─── Исходный текст
Голодная степь: Голод, насилие и создание Советского Казахстана — страница 35 из 62

[586]. Сообщалось, что Алниязов увёл 350 адаевских хозяйств в Туркмению, где собрал отряд из 60 человек с оружием[587]. Осенью 1930 года Алниязов и несколько его сторонников были захвачены в плен и расстреляны тройкой ОГПУ[588]. К началу 1931 года восстал весь Мангышлак. Первая попытка партии интегрировать Адаевский округ в Советское государство закончилась крахом.

1931 год. Репрессии продолжаются

В остальной республике продолжались репрессии. В марте 1930 года Голощёкин обратился к Сталину с просьбой сократить нормы мясозаготовок для Казахстана. По словам Голощёкина, выполнение этих норм означало забой 30–35% скота в республике, что ставило под удар не только будущие посевы (без скота вспахать поля не представлялось возможным), но и рост стад[589]. Однако в июле 1930 года Павел Постышев, секретарь ЦК, сообщил, что поставки мяса в Москву практически прекратились. Он приказал усилить давление на Казахстан и на другие регионы, снабжавшие город мясом[590]. Вскоре Казахстан стал главным поставщиком мяса как для Москвы, так и для Ленинграда[591]. В последние месяцы 1931 года, в то самое время, когда численность стад республики достигала всего лишь 30% от показателей 1929 года, Казахстану было приказано поставить в Москву и Ленинград 59.500 тонн мяса, или более чем в два раза больше, нежели должна была поставить любая другая область или республика[592]. Также сыграла свою роль устойчивая, хотя и ошибочная уверенность многих членов ЦК, что кочевники-казахи продолжают прятать бесчисленное множество скота. Объехав Казахстан и Киргизию — два региона, где кочевники составляли большинство, — Анастас Микоян, нарком внешней и внутренней торговли, написал в телеграмме, направленной в ЦК: «На деле громадные количества неучтённого скота»[593].
──────
─── Исходные данные
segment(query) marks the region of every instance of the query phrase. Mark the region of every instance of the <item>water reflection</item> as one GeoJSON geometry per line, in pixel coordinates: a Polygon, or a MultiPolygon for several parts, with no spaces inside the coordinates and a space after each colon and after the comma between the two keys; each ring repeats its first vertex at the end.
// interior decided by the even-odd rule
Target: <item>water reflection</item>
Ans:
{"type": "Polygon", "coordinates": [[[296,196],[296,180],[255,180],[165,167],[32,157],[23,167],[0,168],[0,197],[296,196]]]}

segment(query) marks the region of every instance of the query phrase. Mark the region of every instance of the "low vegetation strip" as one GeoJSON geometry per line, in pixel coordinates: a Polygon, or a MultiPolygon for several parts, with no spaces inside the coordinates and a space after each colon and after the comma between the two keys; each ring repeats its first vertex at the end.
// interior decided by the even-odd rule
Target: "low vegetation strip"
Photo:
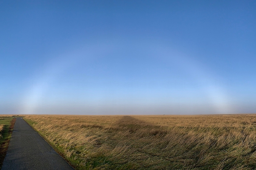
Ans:
{"type": "Polygon", "coordinates": [[[78,170],[253,170],[256,115],[26,115],[78,170]]]}
{"type": "Polygon", "coordinates": [[[16,118],[11,115],[2,116],[0,117],[0,168],[3,165],[16,121],[16,118]]]}

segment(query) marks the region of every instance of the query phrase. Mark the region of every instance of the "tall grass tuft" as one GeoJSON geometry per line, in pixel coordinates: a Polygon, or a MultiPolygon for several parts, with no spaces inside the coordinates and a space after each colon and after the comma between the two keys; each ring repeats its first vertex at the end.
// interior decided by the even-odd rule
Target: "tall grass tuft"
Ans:
{"type": "Polygon", "coordinates": [[[256,169],[256,115],[26,115],[77,169],[256,169]]]}

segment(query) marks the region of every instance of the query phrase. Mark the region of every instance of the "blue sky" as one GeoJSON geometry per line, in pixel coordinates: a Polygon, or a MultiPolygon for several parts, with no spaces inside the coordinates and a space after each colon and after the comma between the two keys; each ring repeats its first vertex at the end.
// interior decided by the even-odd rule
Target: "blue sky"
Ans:
{"type": "Polygon", "coordinates": [[[2,1],[0,113],[256,113],[254,1],[2,1]]]}

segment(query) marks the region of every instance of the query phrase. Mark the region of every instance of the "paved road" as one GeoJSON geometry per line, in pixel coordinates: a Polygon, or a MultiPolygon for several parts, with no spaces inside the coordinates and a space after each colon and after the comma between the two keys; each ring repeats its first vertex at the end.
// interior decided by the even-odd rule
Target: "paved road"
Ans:
{"type": "Polygon", "coordinates": [[[2,170],[74,170],[38,134],[17,118],[2,170]]]}

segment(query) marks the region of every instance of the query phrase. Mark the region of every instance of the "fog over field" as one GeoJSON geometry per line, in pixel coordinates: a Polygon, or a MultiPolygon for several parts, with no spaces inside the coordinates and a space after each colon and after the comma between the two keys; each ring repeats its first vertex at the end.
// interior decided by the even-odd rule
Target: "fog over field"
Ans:
{"type": "Polygon", "coordinates": [[[0,114],[256,113],[251,1],[0,2],[0,114]]]}

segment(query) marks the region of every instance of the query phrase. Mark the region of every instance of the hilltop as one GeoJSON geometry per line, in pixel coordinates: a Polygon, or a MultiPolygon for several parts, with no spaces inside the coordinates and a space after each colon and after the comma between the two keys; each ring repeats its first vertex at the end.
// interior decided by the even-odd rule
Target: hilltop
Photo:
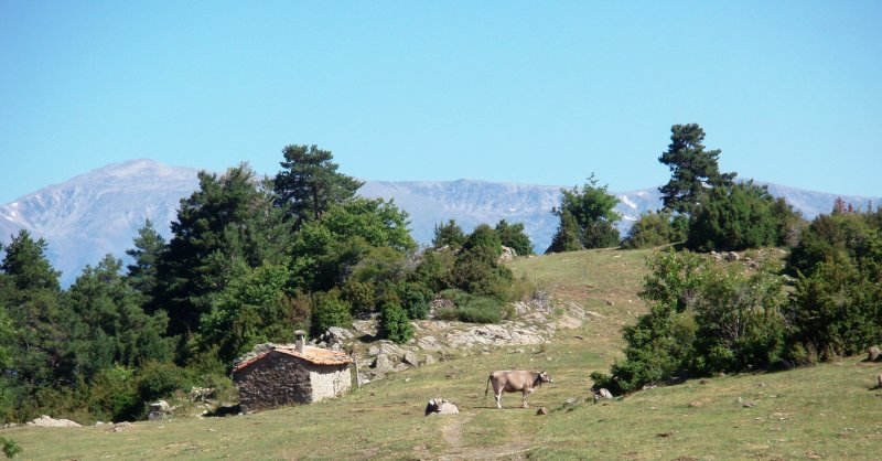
──────
Задания =>
1 – Сколько тонн мяса Казахстану было приказано поставить в Москву и Ленинград в последние месяцы 1931 года, согласно отрывку о голоде в Казахстане?
2 – Перескажите отрывок о голоде в Казахстане в двух предложениях.
Эти данные получены из другого источника.

Ответы к заданиям =>
1 – 59 500 тонн.

2 – К началу 1931 года восстал весь Мангышлак, и первая попытка партии интегрировать Адаевский округ в Советское государство закончилась крахом. Несмотря на просьбу Голощёкина сократить нормы мясозаготовок, давление на Казахстан усилили, и в конце 1931 года, когда стада республики составляли лишь 30% от уровня 1929 года, ей приказали поставить в Москву и Ленинград 59 500 тонн мяса, более чем вдвое больше, чем любой другой области или республике.